### Esercizio proposto:
Prosegui l'articolo sull'incursione israeliana negli uffici di Al-Haq, riprendendo subito dopo l'ultima frase riportata.

### Articolo estratto:
Israele chiude l’ufficio di al-Haq. L’ONG torna al lavoro il giorno stesso

Ago 30, 2022 | Notizie

di Hagar Shezaf,

Haaretz, 29 agosto 2022.   

Dopo il raid, molte persone sono venute all’ufficio di Al-Haq a Ramallah per mostrare solidarietà: “Siamo preoccupati, ma continuiamo a lavorare”, dice il direttore Shawan Jabarin. Vogliono metterci a tacere e controllarci”.

Il primo ministro palestinese Mohammad Shtayyeh parla alla Fondazione palestinese Al-Haq nella città cisgiordana di Ramallah dopo il raid israeliano, questo mese. Credito: ABBAS MOMANI – AFP

Pochi giorni dopo l’incursione dei militari israeliani negli uffici di Al-Haq in Cisgiordania, diverse persone hanno lavorato per riparare le porte che erano state forzate. Il gruppo per i diritti umani è stato una delle sette ONG che hanno subito un’incursione il 18 agosto, più di sei mesi dopo che Israele le aveva dichiarate organizzazioni terroristiche. Le forze dell’ordine hanno confiscato documenti, stampanti e scanner da alcune organizzazioni, ma questo non è accaduto ad Al-Haq, che è stata relativamente fortunata da questo punto di vista.

### Voci estratte:
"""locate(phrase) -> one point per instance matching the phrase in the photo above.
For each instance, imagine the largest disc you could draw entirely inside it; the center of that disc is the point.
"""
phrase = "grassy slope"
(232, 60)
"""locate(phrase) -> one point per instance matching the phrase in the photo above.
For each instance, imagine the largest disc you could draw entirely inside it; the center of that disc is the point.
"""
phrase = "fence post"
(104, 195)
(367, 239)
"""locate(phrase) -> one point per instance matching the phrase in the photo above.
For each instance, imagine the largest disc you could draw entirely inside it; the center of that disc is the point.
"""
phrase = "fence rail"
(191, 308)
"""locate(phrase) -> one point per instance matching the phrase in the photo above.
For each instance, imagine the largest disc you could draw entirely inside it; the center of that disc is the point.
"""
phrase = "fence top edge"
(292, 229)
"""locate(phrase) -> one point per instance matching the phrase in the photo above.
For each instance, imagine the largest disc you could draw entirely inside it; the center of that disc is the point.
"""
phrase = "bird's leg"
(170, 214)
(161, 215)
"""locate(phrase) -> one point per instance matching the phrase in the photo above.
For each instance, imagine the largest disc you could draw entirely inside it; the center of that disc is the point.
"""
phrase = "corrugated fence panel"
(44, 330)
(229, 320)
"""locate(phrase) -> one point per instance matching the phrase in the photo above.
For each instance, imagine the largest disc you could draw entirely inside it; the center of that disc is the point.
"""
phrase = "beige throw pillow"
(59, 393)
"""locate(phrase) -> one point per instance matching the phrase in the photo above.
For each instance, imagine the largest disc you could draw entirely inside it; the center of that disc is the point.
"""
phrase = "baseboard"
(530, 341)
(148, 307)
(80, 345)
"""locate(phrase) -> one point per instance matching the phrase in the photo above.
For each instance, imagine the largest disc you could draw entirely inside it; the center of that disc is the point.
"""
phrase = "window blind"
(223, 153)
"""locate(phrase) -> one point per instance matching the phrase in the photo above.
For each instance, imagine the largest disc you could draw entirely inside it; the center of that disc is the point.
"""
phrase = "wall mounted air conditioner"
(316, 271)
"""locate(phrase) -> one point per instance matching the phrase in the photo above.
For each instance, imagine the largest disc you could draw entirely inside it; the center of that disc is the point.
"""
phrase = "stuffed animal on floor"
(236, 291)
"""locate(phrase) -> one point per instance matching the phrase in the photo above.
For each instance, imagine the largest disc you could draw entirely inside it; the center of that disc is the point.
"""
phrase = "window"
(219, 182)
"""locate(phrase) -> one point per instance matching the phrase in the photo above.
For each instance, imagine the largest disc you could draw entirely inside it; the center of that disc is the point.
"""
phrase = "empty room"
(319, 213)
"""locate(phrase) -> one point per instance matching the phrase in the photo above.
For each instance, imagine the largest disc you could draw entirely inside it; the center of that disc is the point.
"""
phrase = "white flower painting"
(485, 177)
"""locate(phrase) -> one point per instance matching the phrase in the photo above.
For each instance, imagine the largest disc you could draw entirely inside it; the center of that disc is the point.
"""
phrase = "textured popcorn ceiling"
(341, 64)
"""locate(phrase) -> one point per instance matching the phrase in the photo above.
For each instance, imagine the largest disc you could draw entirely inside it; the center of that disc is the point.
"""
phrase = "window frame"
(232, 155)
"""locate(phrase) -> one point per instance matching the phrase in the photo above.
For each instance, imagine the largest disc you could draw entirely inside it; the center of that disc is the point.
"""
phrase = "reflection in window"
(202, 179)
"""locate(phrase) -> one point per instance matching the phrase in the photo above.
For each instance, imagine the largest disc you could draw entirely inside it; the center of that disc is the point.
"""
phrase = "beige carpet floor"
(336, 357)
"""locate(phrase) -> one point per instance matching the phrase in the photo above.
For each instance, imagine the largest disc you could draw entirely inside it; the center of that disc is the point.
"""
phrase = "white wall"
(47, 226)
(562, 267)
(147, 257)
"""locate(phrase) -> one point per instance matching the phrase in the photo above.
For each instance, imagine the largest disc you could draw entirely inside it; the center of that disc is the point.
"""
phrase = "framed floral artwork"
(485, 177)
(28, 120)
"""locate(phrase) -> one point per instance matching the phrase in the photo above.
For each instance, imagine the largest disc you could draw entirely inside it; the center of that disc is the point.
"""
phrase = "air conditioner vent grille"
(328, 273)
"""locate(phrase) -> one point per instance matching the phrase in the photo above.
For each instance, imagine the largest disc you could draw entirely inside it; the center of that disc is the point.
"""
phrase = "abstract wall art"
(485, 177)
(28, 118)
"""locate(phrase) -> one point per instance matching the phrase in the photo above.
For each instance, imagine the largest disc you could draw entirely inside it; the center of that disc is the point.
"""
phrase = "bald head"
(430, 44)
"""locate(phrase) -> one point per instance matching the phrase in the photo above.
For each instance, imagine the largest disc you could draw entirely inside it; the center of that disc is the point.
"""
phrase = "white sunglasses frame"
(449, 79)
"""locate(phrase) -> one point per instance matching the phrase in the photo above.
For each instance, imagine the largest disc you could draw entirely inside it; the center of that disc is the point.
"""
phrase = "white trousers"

### Risultato esercizio:
L’esercito, tuttavia, ha rotto alcune porte dell’ufficio e i soldati hanno saldato la porta d’ingresso quando se ne sono andati. Su di essa, l’esercito ha incollato un ordine militare, firmato dal Magg. Gen. Yehuda Fuchs del Comando Centrale dell’esercito israeliano, che ordinava la chiusura del locale perché illegale. La gente dalla strada ha presto aperto la porta e il personale dell’organizzazione è tornato al lavoro il giorno stesso.

L’ufficio di Al-Haq si trova nel centro di Ramallah, vicino a Piazza Manara. Dopo il raid, diplomatici stranieri, politici palestinesi e persino scolari sono venuti a esprimere la loro solidarietà, come hanno fatto con le altre organizzazioni che Israele ha designato come organizzazioni terroristiche a ottobre.

Shawan Jabarin, direttore generale di Al-Haq, sembra che non dorma da giorni. Durante l’intervista, Jabarin afferma di credere che il suo ufficio sia stato messo sotto controllo. Tre giorni dopo il raid, ha ricevuto una telefonata da qualcuno che diceva di essere dello Shin Bet e lo ha convocato per un colloquio. Dice che l’agente dello Shin Bet ha minacciato che se avesse continuato a lavorare con l’organizzazione, ne avrebbe affrontato le conseguenze. “Tutto ciò che sta accadendo interrompe il nostro lavoro. Non posso dire che tutto si svolga normalmente. Anche il nostro personale è preoccupato”, dice Jabarin. “Ma abbiamo deciso di continuare a lavorare, perché secondo noi questo è un ordine militare arbitrario e l’obiettivo principale è quello di metterci a tacere e controllarci”.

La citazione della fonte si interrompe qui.